> RECORDS PROVIDED
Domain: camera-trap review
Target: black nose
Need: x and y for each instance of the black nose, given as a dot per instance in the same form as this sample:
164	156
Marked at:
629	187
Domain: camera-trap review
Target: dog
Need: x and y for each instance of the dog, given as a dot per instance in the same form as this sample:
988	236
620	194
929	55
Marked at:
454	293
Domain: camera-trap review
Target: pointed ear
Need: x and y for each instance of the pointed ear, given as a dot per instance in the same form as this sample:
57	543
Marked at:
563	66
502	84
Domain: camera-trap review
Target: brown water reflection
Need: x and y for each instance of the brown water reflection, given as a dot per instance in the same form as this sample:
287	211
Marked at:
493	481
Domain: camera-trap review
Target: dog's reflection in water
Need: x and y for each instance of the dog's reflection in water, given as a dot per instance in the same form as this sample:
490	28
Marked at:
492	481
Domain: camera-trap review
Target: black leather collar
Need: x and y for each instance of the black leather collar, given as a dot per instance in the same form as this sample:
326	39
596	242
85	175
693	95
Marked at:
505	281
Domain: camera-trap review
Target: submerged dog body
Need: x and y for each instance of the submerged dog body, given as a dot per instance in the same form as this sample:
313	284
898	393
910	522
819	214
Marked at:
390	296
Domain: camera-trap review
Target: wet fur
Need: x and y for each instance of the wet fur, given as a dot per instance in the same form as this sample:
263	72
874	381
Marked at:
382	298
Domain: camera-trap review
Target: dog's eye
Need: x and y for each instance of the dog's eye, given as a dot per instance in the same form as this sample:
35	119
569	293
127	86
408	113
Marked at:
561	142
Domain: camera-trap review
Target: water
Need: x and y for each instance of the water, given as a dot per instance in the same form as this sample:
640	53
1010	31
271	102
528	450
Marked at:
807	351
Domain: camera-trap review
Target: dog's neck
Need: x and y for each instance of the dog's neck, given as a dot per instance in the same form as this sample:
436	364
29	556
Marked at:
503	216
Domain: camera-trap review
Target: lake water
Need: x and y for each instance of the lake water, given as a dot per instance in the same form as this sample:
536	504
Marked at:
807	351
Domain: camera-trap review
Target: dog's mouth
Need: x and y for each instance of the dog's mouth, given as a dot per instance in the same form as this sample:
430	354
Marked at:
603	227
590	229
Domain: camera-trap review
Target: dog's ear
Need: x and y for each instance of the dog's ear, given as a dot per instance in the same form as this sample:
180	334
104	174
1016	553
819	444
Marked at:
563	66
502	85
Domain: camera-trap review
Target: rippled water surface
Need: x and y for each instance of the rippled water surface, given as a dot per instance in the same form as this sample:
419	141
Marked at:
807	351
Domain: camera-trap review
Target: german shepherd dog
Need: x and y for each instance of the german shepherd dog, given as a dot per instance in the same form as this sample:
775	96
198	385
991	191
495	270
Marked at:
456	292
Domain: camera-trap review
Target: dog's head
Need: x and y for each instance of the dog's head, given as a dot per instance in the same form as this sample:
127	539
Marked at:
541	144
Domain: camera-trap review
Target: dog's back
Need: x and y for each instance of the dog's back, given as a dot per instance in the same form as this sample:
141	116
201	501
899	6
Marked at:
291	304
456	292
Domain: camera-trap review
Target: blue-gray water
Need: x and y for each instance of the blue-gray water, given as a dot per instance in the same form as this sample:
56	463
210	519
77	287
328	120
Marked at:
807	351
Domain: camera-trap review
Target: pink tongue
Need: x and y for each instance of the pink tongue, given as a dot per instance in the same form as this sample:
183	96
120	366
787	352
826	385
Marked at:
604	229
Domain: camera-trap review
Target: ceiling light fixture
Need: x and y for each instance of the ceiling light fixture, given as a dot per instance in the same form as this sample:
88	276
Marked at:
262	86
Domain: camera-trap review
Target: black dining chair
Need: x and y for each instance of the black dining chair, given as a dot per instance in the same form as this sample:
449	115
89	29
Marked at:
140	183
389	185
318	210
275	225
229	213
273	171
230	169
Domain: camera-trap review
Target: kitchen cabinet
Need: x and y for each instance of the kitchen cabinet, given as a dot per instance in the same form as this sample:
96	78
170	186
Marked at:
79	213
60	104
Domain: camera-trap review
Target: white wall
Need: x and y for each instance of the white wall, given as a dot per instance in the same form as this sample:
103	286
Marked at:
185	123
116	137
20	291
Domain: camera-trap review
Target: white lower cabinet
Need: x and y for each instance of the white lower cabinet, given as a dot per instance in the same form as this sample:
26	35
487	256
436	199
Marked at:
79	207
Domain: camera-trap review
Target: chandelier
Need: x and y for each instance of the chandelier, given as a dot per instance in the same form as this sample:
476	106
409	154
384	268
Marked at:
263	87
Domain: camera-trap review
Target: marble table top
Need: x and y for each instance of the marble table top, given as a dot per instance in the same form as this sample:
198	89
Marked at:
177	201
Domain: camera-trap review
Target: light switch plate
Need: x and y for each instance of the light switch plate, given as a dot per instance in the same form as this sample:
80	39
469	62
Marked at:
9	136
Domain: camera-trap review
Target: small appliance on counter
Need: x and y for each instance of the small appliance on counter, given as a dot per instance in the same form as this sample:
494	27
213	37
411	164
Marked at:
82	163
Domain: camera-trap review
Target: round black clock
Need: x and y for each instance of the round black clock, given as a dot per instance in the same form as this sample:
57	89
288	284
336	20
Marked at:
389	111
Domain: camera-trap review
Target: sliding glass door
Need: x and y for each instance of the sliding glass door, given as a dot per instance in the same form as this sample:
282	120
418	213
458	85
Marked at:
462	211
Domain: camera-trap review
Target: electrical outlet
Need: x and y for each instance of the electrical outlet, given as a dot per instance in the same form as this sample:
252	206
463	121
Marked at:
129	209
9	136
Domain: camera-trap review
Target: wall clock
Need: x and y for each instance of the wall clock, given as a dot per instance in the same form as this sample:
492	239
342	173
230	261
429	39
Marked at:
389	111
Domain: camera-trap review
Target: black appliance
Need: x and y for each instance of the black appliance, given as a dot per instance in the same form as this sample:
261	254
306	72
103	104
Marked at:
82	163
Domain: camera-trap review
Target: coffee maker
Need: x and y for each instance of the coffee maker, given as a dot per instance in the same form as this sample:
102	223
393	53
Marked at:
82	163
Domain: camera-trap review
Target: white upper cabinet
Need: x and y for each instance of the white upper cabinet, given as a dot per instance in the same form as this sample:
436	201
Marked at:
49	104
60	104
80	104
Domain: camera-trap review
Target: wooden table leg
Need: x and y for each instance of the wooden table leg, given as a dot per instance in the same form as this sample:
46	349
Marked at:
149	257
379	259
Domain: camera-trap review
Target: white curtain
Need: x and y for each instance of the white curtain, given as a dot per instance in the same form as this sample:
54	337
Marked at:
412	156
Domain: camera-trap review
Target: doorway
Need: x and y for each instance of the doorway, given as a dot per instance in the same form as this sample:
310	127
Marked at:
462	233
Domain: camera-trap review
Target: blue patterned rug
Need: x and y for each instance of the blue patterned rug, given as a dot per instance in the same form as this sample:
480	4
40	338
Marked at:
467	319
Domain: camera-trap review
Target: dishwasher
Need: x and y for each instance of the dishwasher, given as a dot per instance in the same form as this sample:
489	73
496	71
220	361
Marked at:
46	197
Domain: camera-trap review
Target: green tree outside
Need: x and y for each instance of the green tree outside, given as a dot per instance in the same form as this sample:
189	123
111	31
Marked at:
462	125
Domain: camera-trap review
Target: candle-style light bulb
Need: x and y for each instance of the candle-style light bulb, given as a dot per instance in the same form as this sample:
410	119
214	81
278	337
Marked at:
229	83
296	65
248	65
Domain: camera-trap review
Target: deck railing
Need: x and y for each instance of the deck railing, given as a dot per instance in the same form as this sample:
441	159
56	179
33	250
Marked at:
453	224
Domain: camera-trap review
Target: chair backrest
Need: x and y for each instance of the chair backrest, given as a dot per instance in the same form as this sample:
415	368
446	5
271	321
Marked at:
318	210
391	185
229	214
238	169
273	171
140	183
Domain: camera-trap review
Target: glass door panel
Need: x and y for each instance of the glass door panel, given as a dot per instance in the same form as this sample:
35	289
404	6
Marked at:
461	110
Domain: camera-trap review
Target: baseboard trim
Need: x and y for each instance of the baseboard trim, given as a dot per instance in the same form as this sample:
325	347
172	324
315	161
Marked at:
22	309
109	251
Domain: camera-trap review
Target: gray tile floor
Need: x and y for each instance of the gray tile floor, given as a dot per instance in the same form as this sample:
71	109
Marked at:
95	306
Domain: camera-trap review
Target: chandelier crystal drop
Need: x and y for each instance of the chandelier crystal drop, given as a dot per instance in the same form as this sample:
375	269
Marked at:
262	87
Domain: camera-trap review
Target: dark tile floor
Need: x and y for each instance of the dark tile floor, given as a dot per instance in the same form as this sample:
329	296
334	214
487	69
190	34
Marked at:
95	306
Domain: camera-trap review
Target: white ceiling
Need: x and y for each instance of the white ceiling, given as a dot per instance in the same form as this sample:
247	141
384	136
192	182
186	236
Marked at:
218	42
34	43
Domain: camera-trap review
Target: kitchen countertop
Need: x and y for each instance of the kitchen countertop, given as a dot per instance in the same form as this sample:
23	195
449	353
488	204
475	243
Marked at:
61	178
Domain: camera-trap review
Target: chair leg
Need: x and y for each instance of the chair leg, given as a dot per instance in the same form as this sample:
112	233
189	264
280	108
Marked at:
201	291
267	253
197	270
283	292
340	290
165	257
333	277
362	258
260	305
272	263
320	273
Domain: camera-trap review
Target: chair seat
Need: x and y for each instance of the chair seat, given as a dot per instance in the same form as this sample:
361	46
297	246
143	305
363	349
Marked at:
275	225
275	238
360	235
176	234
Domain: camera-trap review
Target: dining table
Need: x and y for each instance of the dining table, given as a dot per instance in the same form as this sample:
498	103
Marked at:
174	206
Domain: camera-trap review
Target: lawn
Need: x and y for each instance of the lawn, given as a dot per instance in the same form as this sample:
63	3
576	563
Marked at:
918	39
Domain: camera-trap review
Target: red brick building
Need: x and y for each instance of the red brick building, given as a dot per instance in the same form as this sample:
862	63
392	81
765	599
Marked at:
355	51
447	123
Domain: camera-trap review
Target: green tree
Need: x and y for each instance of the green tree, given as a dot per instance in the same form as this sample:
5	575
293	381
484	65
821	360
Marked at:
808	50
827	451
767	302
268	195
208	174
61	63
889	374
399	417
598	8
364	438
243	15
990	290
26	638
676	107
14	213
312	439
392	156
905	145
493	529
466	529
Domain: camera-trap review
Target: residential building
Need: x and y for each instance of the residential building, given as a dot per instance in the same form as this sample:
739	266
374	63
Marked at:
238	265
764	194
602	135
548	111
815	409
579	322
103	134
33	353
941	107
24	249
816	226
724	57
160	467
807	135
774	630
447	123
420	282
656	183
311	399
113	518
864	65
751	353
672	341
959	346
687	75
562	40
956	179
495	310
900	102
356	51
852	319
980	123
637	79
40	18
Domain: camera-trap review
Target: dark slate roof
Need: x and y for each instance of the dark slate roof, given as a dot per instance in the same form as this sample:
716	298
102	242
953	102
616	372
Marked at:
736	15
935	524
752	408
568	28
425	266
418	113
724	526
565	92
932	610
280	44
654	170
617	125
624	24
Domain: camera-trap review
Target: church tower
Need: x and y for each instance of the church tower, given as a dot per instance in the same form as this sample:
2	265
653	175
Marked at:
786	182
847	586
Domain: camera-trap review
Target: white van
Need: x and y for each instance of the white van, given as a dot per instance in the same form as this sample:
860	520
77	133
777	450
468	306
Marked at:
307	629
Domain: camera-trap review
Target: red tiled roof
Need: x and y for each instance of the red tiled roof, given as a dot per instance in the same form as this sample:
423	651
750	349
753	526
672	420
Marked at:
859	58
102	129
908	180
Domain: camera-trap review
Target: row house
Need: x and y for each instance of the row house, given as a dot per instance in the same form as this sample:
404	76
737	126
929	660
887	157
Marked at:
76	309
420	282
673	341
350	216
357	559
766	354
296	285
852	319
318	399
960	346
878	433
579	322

> DIRECTIONS
Only an exact copy of the lines from the beginning of the listing through the line with "Target: pointed ear", both included, belongs in the answer.

> FINISHED EXERCISE
Domain: camera-trap review
Target: black nose
Need: x and y for each instance of the black nose, given as a dot per instance in the same form as this sample:
164	156
Marked at:
629	187
Domain: camera-trap review
Target: dog
Need: x and y for each instance of the dog, given as a dot per instance in the same form as this sample:
988	236
620	194
929	55
Marked at:
454	293
Domain: camera-trap review
Target: pointed ear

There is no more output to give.